EXTRACTED DATA START
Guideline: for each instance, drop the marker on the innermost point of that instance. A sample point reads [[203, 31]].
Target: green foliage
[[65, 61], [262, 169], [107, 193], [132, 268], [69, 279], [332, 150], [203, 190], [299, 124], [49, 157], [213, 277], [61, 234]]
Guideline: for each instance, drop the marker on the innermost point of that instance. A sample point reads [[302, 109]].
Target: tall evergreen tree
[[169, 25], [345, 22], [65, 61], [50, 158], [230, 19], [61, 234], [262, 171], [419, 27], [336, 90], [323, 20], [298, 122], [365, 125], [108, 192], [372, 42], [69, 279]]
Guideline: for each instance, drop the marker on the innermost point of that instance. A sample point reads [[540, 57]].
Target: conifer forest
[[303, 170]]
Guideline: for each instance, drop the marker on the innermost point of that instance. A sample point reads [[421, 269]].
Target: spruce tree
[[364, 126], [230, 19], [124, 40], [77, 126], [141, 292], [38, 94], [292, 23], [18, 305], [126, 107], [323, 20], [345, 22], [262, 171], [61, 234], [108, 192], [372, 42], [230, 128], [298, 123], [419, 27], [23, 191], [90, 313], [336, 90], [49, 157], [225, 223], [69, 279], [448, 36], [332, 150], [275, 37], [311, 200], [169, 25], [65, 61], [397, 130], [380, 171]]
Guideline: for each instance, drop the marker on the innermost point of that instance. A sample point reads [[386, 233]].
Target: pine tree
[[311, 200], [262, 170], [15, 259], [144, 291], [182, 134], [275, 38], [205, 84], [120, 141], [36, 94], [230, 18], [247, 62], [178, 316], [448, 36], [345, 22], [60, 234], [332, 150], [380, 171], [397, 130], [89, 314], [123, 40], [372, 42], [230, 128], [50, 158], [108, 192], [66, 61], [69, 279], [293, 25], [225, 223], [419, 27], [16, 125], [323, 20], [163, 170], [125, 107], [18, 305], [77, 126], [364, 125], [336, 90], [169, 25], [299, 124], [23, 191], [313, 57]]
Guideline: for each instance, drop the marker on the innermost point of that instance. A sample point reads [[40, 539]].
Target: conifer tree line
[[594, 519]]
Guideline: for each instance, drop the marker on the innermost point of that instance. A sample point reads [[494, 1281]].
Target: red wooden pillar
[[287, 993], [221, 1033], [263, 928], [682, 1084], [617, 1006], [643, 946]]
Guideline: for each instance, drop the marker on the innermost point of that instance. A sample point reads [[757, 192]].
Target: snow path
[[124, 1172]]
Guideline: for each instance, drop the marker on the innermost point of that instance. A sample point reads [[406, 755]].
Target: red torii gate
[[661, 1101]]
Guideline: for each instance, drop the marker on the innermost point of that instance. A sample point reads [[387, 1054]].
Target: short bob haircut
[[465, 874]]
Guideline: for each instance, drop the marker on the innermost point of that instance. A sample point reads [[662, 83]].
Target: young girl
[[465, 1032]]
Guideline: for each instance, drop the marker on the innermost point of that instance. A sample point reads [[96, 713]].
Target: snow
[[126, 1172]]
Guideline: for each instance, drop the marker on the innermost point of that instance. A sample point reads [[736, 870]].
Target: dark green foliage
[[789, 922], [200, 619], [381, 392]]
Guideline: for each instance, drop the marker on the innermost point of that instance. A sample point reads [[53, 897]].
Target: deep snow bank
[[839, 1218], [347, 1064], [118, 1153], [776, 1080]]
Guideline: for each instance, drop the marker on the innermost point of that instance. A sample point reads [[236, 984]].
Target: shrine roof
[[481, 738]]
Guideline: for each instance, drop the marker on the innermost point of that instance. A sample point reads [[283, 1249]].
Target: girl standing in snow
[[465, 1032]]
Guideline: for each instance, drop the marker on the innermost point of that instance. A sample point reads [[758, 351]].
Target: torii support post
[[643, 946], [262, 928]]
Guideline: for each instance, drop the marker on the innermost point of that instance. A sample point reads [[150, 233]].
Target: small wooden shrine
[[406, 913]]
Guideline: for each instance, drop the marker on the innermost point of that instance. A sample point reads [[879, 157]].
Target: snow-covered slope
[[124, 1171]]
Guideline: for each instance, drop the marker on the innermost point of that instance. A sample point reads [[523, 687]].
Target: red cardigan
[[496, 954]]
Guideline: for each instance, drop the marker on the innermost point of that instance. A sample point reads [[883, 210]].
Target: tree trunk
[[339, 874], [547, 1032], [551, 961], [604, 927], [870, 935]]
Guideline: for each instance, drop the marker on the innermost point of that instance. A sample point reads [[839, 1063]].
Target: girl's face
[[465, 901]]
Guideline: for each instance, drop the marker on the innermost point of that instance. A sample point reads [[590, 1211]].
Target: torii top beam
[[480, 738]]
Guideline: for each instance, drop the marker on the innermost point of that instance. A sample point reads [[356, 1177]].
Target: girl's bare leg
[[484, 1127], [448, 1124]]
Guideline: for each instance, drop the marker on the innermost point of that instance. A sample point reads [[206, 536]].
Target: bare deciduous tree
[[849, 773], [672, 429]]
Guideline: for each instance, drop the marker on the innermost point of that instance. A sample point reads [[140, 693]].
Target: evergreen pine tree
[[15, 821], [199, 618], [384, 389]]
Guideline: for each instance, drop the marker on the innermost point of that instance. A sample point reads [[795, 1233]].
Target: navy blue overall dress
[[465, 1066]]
EXTRACTED DATA END
**TASK OBJECTIVE**
I'd like every record written out exactly as given.

**RESPONSE FOR THIS EXERCISE**
Guideline: for each instance, drop the marker on the innermost point of that instance. A sample point reads [[203, 31]].
Target: green foliage
[[65, 61], [262, 169], [107, 193], [132, 268], [69, 279], [332, 150], [203, 190], [299, 124], [49, 157], [213, 277], [61, 234]]
Guideline: for each instance, drop the marker on the innermost point of that instance. A sample point reads [[302, 109]].
Target: tall evergreen tree
[[169, 25], [345, 22], [65, 61], [50, 158], [230, 19], [61, 234], [262, 171], [419, 27], [336, 90], [323, 20], [298, 122], [365, 125], [108, 192], [372, 42], [69, 279]]
Guideline: for each instance, drop the marker on the innermost point of that instance. A sample point reads [[540, 57]].
Target: conifer forest
[[303, 170]]
Guideline: for each instance, drop the marker on the innermost point of that instance. A sample point reads [[421, 269]].
Target: spruce tree
[[364, 126], [230, 19], [124, 40], [77, 126], [141, 292], [38, 94], [292, 23], [18, 305], [126, 107], [323, 20], [345, 22], [262, 171], [61, 234], [108, 192], [372, 42], [230, 128], [298, 123], [419, 27], [23, 191], [90, 313], [336, 90], [49, 157], [225, 223], [69, 279], [448, 36], [332, 150], [275, 37], [311, 200], [169, 25], [65, 61], [397, 130], [380, 171]]
Guideline: for each instance, drop the marker on the innermost point of that instance. A sample point reads [[386, 233]].
Target: pine tree
[[311, 200], [262, 170], [15, 259], [144, 291], [182, 134], [275, 38], [205, 84], [120, 141], [36, 94], [230, 18], [247, 62], [178, 316], [448, 36], [345, 22], [60, 234], [332, 150], [380, 171], [397, 130], [89, 314], [123, 40], [372, 42], [230, 128], [50, 158], [108, 192], [66, 61], [69, 279], [293, 25], [225, 223], [419, 27], [16, 125], [323, 20], [163, 170], [125, 107], [18, 305], [77, 126], [364, 125], [336, 90], [169, 25], [299, 124], [23, 191], [313, 57]]
Guideline: for each instance, drop the marker on the innermost point of that instance. A sample point reads [[40, 539]].
Target: conifer tree line
[[594, 519]]
Guideline: for each instance, drop the marker on the innermost point of that instance. A sample point reads [[494, 1281]].
Target: red wooden pillar
[[287, 993], [221, 1033], [263, 928], [682, 1084], [617, 1006], [643, 946]]
Guideline: for each instance, drop the marker on the innermost point of that instance. A sample point reads [[757, 192]].
Target: snow path
[[124, 1172]]
Guideline: for each instance, drop the marker on the innermost point of that instance. A sample point reads [[406, 755]].
Target: red torii gate
[[661, 1101]]
Guideline: for each instance, drop the marker on the innermost point of that instance. A sample point reads [[387, 1054]].
Target: short bob haircut
[[465, 874]]
Guideline: for each instance, drop the marker on the innermost point of that instance. A sample point reads [[662, 83]].
Target: young girl
[[465, 1032]]
Guideline: for each instance, drop the marker on the innermost point of that instance. A sample point reads [[96, 713]].
Target: snow
[[126, 1172]]
Guideline: for each instance, drop the marker on the innermost point of that instance. A sample point reads [[736, 870]].
Target: dark green foliage
[[789, 922], [200, 619], [381, 392]]
Guideline: for each instance, drop the marker on the innermost point of that instance. A sample point reads [[53, 897]].
Target: deep snow bank
[[839, 1218], [347, 1064], [118, 1153], [776, 1080]]
Guideline: for each instance, drop the marker on the innermost point of that instance. A sample point reads [[236, 984]].
Target: shrine roof
[[481, 738]]
Guideline: for each instance, drop the marker on the innermost point of that instance. A sample point reads [[283, 1249]].
Target: girl standing in snow
[[465, 1032]]
Guideline: for each instance, drop the marker on the innermost point of that instance. A sample point reads [[758, 351]].
Target: torii support post
[[643, 946], [262, 928]]
Guideline: for each instance, drop the marker on the innermost point of that instance. A sample point reads [[150, 233]].
Target: small wooden shrine
[[406, 913]]
Guideline: for each instance, drop the marker on the innermost point of that instance. A sample point reads [[879, 157]].
Target: snow-covered slope
[[124, 1171]]
Guideline: for each instance, drop the marker on the innermost point of that instance. A sample point reads [[523, 687]].
Target: red cardigan
[[496, 954]]
Guideline: for each instance, drop the marker on the innermost point of that instance. A sample point reads [[883, 210]].
Target: tree trunk
[[339, 874], [547, 1032], [551, 961], [604, 927], [870, 935]]
Guideline: for each instance, drop the marker on the innermost point of that instance. A sample point reads [[839, 1063]].
Target: girl's face
[[465, 901]]
Guideline: for each instance, drop the marker on the innermost point of that instance. A sample point reads [[590, 1211]].
Target: torii top beam
[[480, 738]]
Guideline: for each instance, drop the marker on the innermost point of that instance. A sample point reads [[356, 1177]].
Target: girl's bare leg
[[484, 1127], [448, 1124]]
Guideline: for each instance, drop the marker on the innermost point of that instance. A sample point reads [[206, 536]].
Target: bare deciduous tree
[[849, 773], [672, 429]]
Guideline: for each instance, drop the marker on the innermost point of that instance. A sample point reads [[140, 693]].
Target: evergreen pine tree
[[15, 821], [199, 618], [384, 389]]
Guideline: for each instance, drop the marker on the innermost point of that instance. A sample point reads [[795, 1233]].
Target: navy blue overall dress
[[465, 1066]]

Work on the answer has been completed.